§ Input for this task:
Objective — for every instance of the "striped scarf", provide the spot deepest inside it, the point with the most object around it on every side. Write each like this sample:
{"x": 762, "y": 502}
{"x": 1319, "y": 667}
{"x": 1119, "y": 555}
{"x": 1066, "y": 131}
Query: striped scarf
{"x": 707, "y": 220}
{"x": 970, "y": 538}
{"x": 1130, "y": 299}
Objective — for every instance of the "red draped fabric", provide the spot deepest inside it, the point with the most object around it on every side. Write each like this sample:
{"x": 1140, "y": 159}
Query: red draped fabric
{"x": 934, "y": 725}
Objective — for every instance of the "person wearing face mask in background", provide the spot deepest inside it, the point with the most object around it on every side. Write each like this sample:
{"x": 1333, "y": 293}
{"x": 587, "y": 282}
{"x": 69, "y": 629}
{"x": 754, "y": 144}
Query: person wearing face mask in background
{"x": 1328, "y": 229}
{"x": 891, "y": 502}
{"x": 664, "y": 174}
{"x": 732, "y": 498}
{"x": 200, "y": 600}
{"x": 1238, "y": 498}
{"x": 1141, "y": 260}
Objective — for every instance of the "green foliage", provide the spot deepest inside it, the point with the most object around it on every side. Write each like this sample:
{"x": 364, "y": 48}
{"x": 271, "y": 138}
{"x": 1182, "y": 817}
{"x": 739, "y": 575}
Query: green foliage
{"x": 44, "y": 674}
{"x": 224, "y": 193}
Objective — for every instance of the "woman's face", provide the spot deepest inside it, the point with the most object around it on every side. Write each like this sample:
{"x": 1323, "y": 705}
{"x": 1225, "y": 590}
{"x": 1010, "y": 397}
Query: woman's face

§ Exercise aim: Exactly as they stand, write out all of the entries.

§ Answer space:
Objective — for every instance of the "striped scarf", provide the spot deepest inside it, the point with the most object around it on every side. Write each like this sample:
{"x": 762, "y": 502}
{"x": 1319, "y": 667}
{"x": 1119, "y": 555}
{"x": 1066, "y": 131}
Query: striped scarf
{"x": 707, "y": 220}
{"x": 970, "y": 538}
{"x": 1130, "y": 299}
Objective — for every instance of the "red draped fabric", provide the spot deepest inside it, the point with the most object around it on every side. Write each like this sample:
{"x": 1140, "y": 159}
Query: red draped fabric
{"x": 934, "y": 725}
Objective — for every instance of the "person wearing face mask in background", provide the spot deepest inside it, the point with the most object around it on every side. Write each like this sample:
{"x": 1333, "y": 293}
{"x": 587, "y": 282}
{"x": 69, "y": 629}
{"x": 754, "y": 144}
Query: person wearing face mask in background
{"x": 1328, "y": 229}
{"x": 891, "y": 502}
{"x": 664, "y": 174}
{"x": 732, "y": 498}
{"x": 200, "y": 600}
{"x": 1238, "y": 498}
{"x": 1141, "y": 260}
Objective — for every instance of the "green foliage", provide the spot deepest inside it, the point with the most object around it on every side. Write each like this sample:
{"x": 364, "y": 48}
{"x": 271, "y": 138}
{"x": 1182, "y": 817}
{"x": 739, "y": 575}
Query: green foliage
{"x": 44, "y": 674}
{"x": 224, "y": 193}
Objective — for every instance of the "woman's face", provide the spot deepest inside it, the point with the most object around it on every side. Write each like this sample:
{"x": 1323, "y": 705}
{"x": 1225, "y": 590}
{"x": 1010, "y": 397}
Query: woman's face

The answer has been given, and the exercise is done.